Assignment 1: Summarize the profile in two sentences.
Assignment 2: Reproduce word for word the part of the profile that opens with the words containing "COVID-19 pandemic, which" and closes with "against infectious diseases.".

Excerpt:
COVID-19 pandemic, which originated from Wuhan, China in December 2019, is still ongoing as of February 2022 and is still spreading day by day. There are individuals other than the quarantine authorities and medical staff who are combating COVID-19. They are scientists at the forefront of the research to uncover the secrets of the virus. Here we introduce YSF (Young Scientist Fellowship) KIM Sung Cheol from the IBS Center for RNA Research.

Researcher Kim dreamed of becoming a 'scientist who cures diseases' from an early age. As a basic scientist, he contemplated for a long time how he can contribute to the development of treatments and vaccines against infectious diseases.

“The complex and diverse evolutionary relationships between viruses and can be viewed from the macroscopic perspective, while the interactions between small molecules such as proteins and DNA can be viewed from the microscopic perspective. It is important to understand both of these worlds in a balanced way.”

In order to pursue his goal, Research Fellow Kim took classes in various majors during his undergraduate years. Then he came across an interesting field. It was previously known that miRNA (micro RNA) is produced only in host cells. However, it was discovered that viruses also survive by making miRNA to regulate the biology of the host cells, and the host cell competes against such viruses. In short, the virus evolves to infect the host, and the host evolves to defeat the virus. Researcher Kim compares this to an arms race.

“Interestingly, viruses and hosts have evolved in an arms race. Understanding this will be the first step in conquering infectious diseases including COVID-19.

Research Fellow Kim began research on the role of miRNA produced by viruses, particularly focusing on the ‘relationship between virus and host’. Since then, he has expanded his studies into 'single-molecule biophysics'. Within that field, he specialized in developing his expertise in single-molecule imaging, which allows scientists to directly observe interactions between single molecules.

Data records:
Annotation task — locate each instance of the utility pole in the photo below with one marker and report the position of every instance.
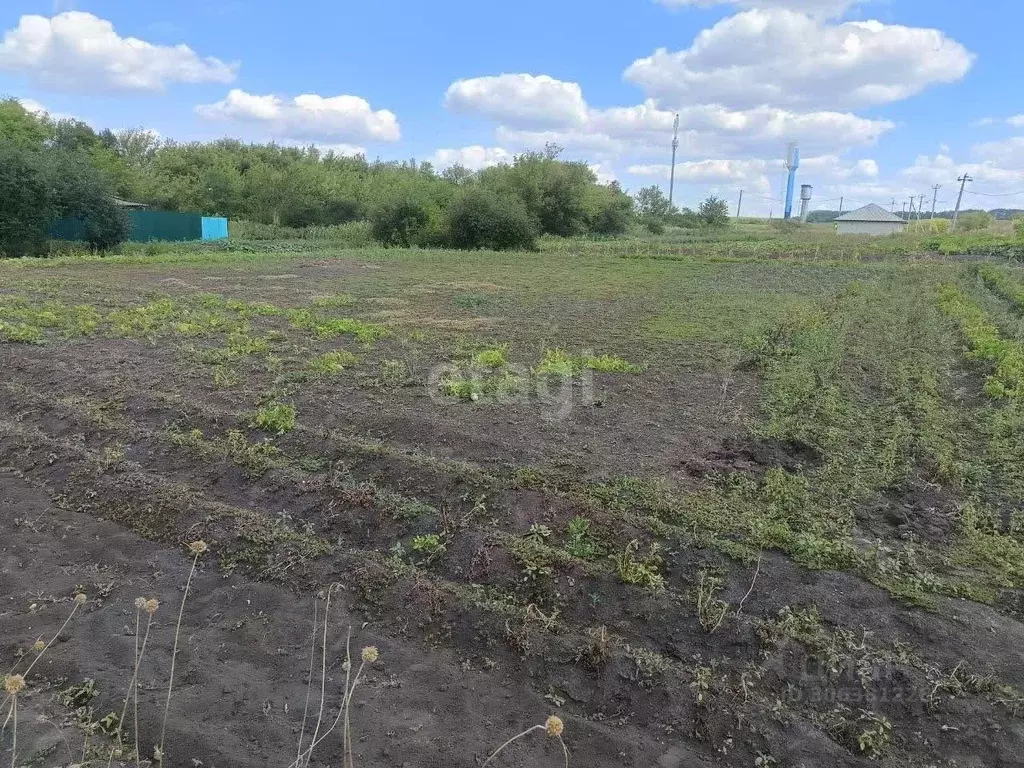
(963, 179)
(675, 145)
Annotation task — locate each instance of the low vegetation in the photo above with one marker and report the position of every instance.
(750, 485)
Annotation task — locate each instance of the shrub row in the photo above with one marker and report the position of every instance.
(1007, 381)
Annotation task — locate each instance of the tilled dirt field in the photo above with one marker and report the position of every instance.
(446, 529)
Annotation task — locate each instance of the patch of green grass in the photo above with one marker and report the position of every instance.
(1001, 283)
(493, 357)
(472, 300)
(20, 333)
(255, 458)
(336, 301)
(332, 363)
(471, 387)
(581, 542)
(557, 363)
(330, 328)
(643, 570)
(274, 417)
(560, 364)
(610, 364)
(428, 548)
(1007, 381)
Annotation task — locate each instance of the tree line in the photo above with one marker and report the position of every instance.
(55, 168)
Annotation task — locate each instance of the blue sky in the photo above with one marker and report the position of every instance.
(885, 97)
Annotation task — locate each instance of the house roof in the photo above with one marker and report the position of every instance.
(870, 213)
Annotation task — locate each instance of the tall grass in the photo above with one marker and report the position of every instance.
(351, 233)
(14, 684)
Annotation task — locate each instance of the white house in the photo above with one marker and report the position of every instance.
(870, 219)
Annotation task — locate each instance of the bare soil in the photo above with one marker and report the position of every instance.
(95, 497)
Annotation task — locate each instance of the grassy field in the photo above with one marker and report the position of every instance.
(753, 500)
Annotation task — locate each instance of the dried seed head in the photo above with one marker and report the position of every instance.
(554, 726)
(198, 548)
(12, 684)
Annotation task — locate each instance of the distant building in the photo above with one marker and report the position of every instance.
(870, 219)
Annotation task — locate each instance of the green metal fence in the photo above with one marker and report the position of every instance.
(145, 226)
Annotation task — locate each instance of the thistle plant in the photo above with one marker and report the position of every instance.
(12, 685)
(368, 655)
(196, 549)
(148, 607)
(15, 683)
(553, 726)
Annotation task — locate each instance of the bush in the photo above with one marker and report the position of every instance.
(974, 221)
(554, 193)
(80, 192)
(714, 212)
(654, 225)
(479, 218)
(610, 210)
(28, 205)
(399, 221)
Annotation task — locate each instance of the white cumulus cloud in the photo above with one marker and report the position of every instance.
(473, 158)
(790, 59)
(520, 99)
(822, 8)
(341, 119)
(561, 115)
(77, 51)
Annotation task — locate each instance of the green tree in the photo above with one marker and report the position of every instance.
(28, 206)
(80, 192)
(553, 192)
(714, 212)
(478, 218)
(399, 221)
(651, 204)
(20, 128)
(75, 136)
(609, 209)
(974, 221)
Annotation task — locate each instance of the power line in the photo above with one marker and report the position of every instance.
(993, 195)
(960, 198)
(672, 174)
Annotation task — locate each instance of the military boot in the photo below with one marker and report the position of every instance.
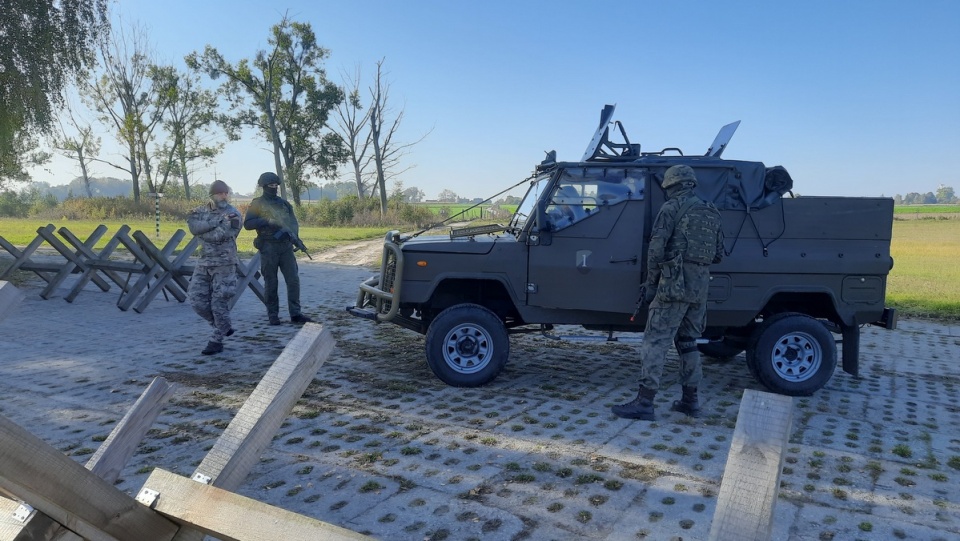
(640, 407)
(212, 347)
(688, 403)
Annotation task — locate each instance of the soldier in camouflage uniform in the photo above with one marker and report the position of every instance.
(687, 238)
(277, 227)
(214, 280)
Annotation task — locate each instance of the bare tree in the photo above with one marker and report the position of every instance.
(353, 130)
(290, 100)
(125, 98)
(370, 137)
(384, 125)
(78, 142)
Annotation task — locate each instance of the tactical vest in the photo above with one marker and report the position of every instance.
(700, 224)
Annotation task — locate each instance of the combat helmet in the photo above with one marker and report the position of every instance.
(679, 174)
(268, 178)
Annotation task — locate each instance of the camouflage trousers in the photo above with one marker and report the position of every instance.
(274, 256)
(211, 290)
(677, 323)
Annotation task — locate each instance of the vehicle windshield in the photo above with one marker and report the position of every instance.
(527, 205)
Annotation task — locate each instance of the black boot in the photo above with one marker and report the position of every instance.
(640, 407)
(688, 403)
(212, 347)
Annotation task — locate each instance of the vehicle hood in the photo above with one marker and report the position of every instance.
(444, 244)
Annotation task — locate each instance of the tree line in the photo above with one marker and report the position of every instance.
(170, 122)
(943, 196)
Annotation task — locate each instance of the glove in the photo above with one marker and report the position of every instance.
(647, 294)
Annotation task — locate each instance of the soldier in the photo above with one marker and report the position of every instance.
(277, 229)
(687, 238)
(214, 281)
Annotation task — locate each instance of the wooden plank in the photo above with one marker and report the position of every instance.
(111, 457)
(228, 516)
(239, 448)
(250, 432)
(70, 494)
(170, 269)
(92, 259)
(121, 444)
(22, 259)
(751, 478)
(10, 297)
(247, 277)
(73, 262)
(127, 300)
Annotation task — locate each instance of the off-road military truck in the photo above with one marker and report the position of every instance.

Response area 1: The profile introduces KIM Sung Cheol, a Young Scientist Fellow at the IBS Center for RNA Research, who has wanted since childhood to be a scientist who cures diseases and has long considered how, as a basic scientist, he can contribute to treatments and vaccines against infectious diseases. After learning that viruses make miRNA to regulate host cells in an evolutionary arms race with their hosts, he researched virus-produced miRNA and the virus–host relationship, then expanded into single-molecule biophysics, specializing in single-molecule imaging.

Response area 2:
COVID-19 pandemic, which originated from Wuhan, China in December 2019, is still ongoing as of February 2022 and is still spreading day by day. There are individuals other than the quarantine authorities and medical staff who are combating COVID-19. They are scientists at the forefront of the research to uncover the secrets of the virus. Here we introduce YSF (Young Scientist Fellowship) KIM Sung Cheol from the IBS Center for RNA Research.

Researcher Kim dreamed of becoming a 'scientist who cures diseases' from an early age. As a basic scientist, he contemplated for a long time how he can contribute to the development of treatments and vaccines against infectious diseases.